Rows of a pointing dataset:
[Begin]
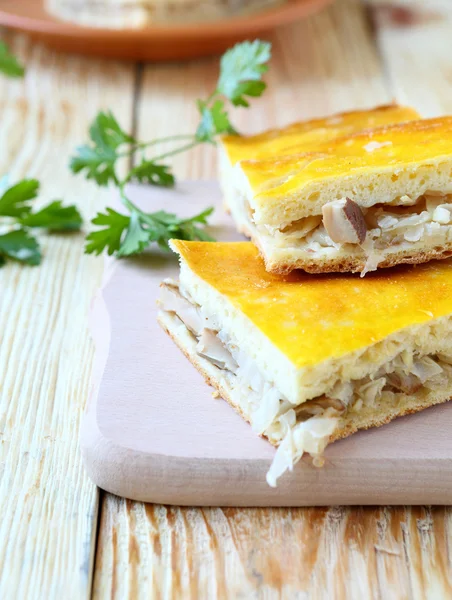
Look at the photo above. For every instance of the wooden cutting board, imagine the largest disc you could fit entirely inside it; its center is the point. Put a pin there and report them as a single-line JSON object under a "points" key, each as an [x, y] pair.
{"points": [[153, 432], [152, 42]]}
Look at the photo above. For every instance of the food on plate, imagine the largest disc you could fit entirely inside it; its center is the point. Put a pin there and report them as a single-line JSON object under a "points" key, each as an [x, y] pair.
{"points": [[309, 359], [370, 199]]}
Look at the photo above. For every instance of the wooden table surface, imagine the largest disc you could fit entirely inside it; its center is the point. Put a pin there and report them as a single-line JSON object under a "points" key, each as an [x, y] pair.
{"points": [[59, 536]]}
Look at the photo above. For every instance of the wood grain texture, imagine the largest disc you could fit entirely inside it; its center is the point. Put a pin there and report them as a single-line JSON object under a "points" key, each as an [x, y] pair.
{"points": [[48, 505], [328, 63], [125, 34]]}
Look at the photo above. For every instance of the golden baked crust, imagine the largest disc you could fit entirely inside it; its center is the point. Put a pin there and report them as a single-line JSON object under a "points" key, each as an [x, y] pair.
{"points": [[353, 422], [311, 319], [370, 167], [305, 136]]}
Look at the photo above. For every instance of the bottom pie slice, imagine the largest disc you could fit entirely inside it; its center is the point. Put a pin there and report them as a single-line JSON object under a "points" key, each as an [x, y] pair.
{"points": [[309, 359]]}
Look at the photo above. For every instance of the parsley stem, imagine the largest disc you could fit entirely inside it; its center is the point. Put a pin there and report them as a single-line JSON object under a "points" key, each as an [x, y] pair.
{"points": [[143, 145], [177, 150]]}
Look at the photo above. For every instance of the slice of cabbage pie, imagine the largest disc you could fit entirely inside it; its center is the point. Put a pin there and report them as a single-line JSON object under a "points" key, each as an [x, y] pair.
{"points": [[369, 199], [309, 359]]}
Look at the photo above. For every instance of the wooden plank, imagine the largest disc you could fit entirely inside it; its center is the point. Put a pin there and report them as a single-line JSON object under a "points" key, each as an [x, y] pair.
{"points": [[48, 505], [327, 63], [341, 553], [414, 38]]}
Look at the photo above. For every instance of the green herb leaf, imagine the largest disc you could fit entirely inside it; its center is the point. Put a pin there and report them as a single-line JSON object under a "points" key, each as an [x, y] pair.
{"points": [[243, 64], [54, 217], [110, 237], [99, 158], [105, 131], [248, 88], [9, 65], [214, 121], [21, 246], [16, 201], [150, 172], [137, 238], [98, 163]]}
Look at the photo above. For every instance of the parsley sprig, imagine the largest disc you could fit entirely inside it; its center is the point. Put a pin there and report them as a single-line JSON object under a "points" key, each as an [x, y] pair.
{"points": [[241, 71], [17, 222], [9, 65]]}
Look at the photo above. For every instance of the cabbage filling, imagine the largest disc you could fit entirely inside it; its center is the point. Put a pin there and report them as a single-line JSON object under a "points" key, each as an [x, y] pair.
{"points": [[306, 427], [397, 226]]}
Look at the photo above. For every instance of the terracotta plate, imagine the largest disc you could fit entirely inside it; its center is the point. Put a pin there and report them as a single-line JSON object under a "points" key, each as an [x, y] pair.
{"points": [[149, 43], [153, 432]]}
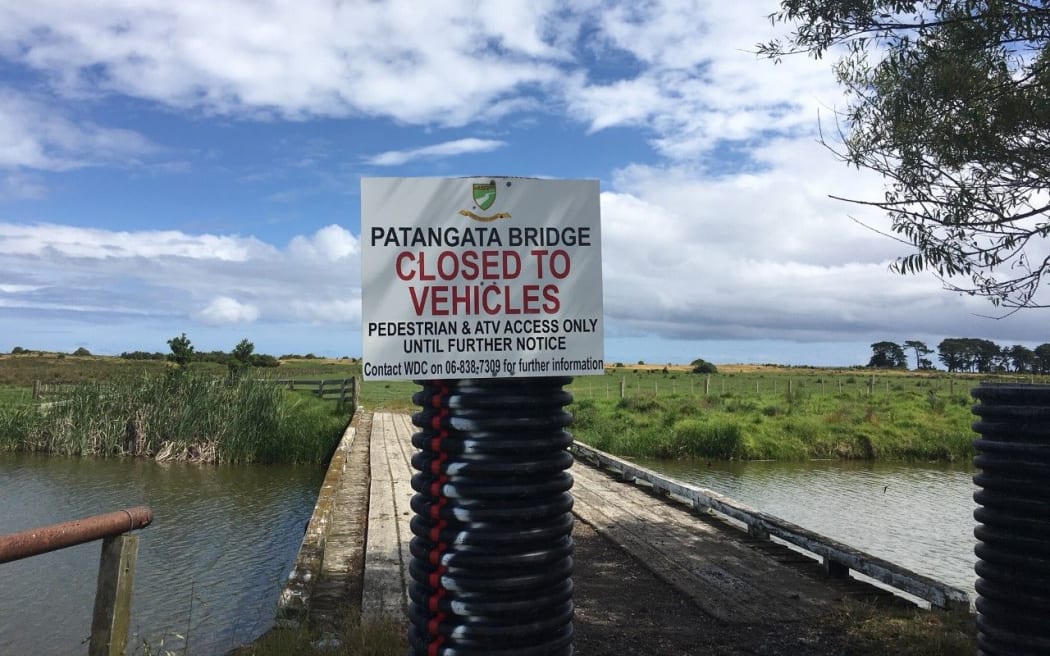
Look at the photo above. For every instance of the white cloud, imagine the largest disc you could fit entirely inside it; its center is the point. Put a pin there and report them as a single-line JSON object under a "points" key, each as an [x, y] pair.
{"points": [[226, 310], [417, 62], [38, 135], [689, 75], [446, 149], [331, 244], [214, 279], [72, 241]]}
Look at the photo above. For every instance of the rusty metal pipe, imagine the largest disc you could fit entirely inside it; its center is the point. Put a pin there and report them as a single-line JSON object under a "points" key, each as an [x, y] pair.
{"points": [[37, 541]]}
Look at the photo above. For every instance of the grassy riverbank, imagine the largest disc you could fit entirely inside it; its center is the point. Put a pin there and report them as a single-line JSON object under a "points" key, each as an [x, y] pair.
{"points": [[177, 415], [902, 425]]}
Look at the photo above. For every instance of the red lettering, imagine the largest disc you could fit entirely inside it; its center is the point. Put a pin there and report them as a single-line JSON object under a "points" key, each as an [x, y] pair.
{"points": [[509, 309], [550, 295], [400, 272], [490, 309], [560, 265], [530, 296], [439, 300], [419, 301]]}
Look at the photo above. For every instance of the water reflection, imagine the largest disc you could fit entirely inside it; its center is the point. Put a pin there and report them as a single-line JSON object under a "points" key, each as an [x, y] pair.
{"points": [[209, 566], [919, 515]]}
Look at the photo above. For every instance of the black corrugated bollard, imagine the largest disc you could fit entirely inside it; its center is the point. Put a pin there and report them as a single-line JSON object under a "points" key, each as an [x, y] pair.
{"points": [[491, 550], [1013, 520]]}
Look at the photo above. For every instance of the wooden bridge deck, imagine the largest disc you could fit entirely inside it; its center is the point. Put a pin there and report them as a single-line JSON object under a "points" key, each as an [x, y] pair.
{"points": [[729, 575]]}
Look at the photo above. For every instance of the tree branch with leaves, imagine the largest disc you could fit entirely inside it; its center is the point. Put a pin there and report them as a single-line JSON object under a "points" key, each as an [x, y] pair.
{"points": [[949, 102]]}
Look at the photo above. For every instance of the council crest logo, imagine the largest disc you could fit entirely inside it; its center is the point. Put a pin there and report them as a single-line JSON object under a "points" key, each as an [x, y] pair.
{"points": [[483, 195]]}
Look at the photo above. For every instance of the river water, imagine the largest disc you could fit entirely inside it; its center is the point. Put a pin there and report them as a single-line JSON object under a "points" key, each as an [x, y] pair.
{"points": [[209, 568], [919, 515]]}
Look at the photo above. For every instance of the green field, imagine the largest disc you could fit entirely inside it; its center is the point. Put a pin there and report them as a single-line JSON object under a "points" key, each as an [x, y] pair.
{"points": [[108, 406], [744, 411]]}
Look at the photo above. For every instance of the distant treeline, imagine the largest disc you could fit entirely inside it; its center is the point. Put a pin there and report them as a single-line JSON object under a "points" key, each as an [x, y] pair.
{"points": [[964, 354], [217, 357]]}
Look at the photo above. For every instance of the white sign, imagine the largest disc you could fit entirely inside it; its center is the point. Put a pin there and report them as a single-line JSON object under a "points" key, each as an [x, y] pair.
{"points": [[481, 277]]}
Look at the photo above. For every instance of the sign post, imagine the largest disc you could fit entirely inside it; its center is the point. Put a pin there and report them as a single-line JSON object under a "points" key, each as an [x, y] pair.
{"points": [[487, 291], [491, 277]]}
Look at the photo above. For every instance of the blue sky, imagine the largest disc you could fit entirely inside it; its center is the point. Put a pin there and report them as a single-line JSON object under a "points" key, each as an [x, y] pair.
{"points": [[170, 167]]}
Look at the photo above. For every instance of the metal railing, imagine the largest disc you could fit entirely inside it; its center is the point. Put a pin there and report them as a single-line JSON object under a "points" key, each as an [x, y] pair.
{"points": [[112, 596]]}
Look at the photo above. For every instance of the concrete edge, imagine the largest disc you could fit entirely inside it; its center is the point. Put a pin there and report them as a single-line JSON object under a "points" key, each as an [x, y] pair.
{"points": [[293, 607]]}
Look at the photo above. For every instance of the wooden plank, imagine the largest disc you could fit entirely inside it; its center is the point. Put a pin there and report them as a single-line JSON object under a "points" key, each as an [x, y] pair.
{"points": [[401, 472], [112, 597], [723, 576], [383, 593], [835, 554]]}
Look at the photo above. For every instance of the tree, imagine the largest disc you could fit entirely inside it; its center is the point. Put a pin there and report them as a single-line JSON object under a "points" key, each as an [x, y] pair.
{"points": [[949, 102], [1022, 358], [702, 366], [1043, 358], [182, 350], [967, 354], [887, 355], [920, 350], [243, 352]]}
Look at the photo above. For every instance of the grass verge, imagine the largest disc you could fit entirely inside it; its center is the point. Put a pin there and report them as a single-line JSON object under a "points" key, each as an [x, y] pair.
{"points": [[379, 637], [897, 425], [179, 416], [906, 632]]}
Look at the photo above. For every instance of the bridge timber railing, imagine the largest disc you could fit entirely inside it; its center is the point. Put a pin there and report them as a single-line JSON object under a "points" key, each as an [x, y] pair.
{"points": [[837, 558], [112, 596], [345, 390]]}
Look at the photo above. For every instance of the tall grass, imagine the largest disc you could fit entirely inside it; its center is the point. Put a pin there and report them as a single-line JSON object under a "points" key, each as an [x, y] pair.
{"points": [[898, 425], [179, 416]]}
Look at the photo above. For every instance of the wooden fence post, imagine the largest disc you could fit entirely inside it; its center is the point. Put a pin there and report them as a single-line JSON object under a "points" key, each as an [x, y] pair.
{"points": [[112, 597]]}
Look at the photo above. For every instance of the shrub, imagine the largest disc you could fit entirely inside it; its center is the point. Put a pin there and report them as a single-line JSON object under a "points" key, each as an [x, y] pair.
{"points": [[702, 366], [699, 439]]}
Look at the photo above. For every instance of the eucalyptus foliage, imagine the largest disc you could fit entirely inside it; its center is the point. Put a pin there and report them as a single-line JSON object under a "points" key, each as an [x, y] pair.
{"points": [[949, 101]]}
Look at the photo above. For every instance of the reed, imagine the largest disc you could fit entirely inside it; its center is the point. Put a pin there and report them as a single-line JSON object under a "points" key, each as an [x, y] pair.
{"points": [[179, 416], [901, 424]]}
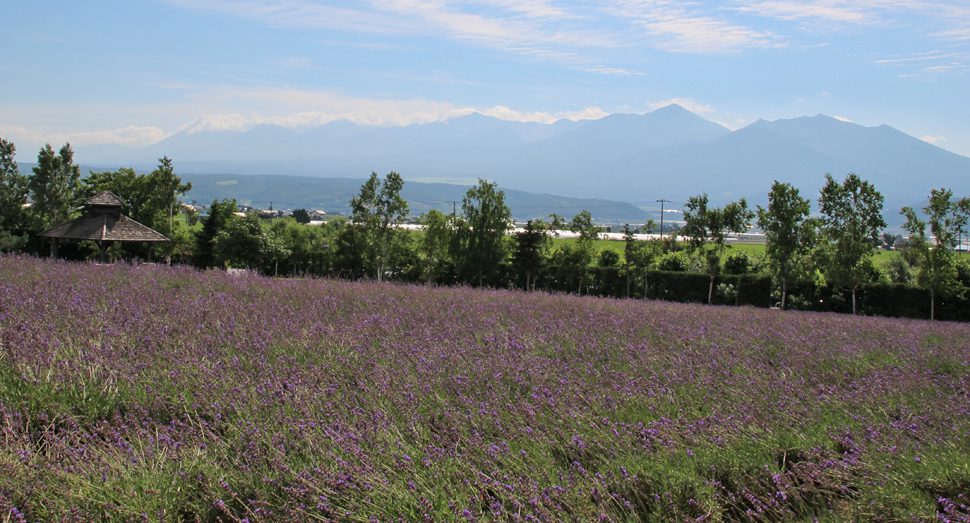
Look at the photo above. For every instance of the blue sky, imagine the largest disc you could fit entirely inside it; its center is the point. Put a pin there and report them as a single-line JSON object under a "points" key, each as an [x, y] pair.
{"points": [[133, 72]]}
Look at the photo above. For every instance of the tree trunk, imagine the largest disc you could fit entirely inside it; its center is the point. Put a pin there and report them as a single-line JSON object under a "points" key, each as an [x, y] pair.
{"points": [[628, 281]]}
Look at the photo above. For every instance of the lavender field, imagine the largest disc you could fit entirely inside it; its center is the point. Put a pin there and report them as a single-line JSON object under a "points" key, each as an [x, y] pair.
{"points": [[132, 393]]}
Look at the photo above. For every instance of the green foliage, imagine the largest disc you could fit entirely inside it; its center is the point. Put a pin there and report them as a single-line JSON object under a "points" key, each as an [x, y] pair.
{"points": [[707, 229], [788, 231], [936, 271], [150, 199], [531, 250], [377, 209], [13, 196], [220, 214], [737, 263], [674, 262], [55, 187], [851, 222], [301, 216], [308, 246], [898, 271], [439, 228], [479, 245], [245, 242], [608, 258]]}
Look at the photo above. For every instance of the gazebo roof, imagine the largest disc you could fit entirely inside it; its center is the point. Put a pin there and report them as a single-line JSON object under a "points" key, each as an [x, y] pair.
{"points": [[105, 198], [104, 222]]}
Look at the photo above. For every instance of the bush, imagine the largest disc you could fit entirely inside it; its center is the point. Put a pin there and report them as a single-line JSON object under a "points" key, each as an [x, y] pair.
{"points": [[737, 263], [674, 262], [608, 258]]}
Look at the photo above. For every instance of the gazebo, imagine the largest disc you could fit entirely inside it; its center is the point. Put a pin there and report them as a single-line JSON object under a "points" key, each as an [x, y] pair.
{"points": [[103, 223]]}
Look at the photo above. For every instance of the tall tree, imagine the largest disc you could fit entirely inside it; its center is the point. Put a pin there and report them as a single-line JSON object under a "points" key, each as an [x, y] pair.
{"points": [[531, 245], [438, 230], [164, 189], [585, 249], [707, 229], [377, 209], [787, 231], [245, 242], [301, 216], [13, 196], [479, 241], [936, 272], [851, 223], [639, 256], [54, 186], [219, 216]]}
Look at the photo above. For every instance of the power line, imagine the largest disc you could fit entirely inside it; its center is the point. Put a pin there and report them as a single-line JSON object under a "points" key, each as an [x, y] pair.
{"points": [[662, 202]]}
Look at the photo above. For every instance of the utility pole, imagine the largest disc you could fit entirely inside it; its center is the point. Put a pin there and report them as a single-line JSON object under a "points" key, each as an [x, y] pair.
{"points": [[453, 206], [662, 202]]}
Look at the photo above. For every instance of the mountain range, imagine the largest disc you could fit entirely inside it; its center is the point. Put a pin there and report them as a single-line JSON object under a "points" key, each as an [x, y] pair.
{"points": [[669, 153]]}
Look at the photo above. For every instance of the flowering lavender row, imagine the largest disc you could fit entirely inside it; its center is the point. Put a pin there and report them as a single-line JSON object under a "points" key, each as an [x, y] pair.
{"points": [[167, 394]]}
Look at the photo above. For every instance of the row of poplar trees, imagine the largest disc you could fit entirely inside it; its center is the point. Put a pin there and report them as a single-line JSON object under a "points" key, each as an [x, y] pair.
{"points": [[56, 192]]}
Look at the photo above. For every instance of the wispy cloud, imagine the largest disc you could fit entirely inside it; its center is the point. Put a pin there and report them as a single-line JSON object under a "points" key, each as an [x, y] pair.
{"points": [[530, 27], [673, 27], [504, 113], [954, 14], [130, 136], [613, 70], [686, 103]]}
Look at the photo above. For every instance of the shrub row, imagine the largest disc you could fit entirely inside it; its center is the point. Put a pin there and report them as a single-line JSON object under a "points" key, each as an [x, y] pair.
{"points": [[891, 300]]}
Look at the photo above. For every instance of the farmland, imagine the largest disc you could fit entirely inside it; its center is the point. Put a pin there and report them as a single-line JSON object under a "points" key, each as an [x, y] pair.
{"points": [[170, 394]]}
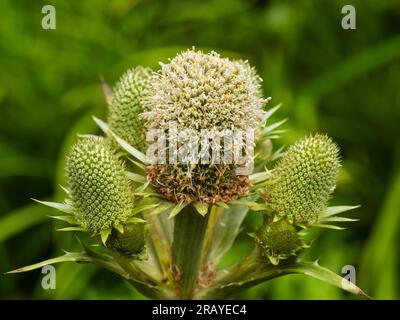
[End]
Exercise brief: List every line in the items above that contains the string "wispy". Case counts.

The completed task:
Look at the photo above. For every instance of the wispy cloud, imagine the largest disc you could fit entirely inside it; its center is the point. Put a pin there and report them as a single-line JSON object under a "points" key, each as an [x, y] pair.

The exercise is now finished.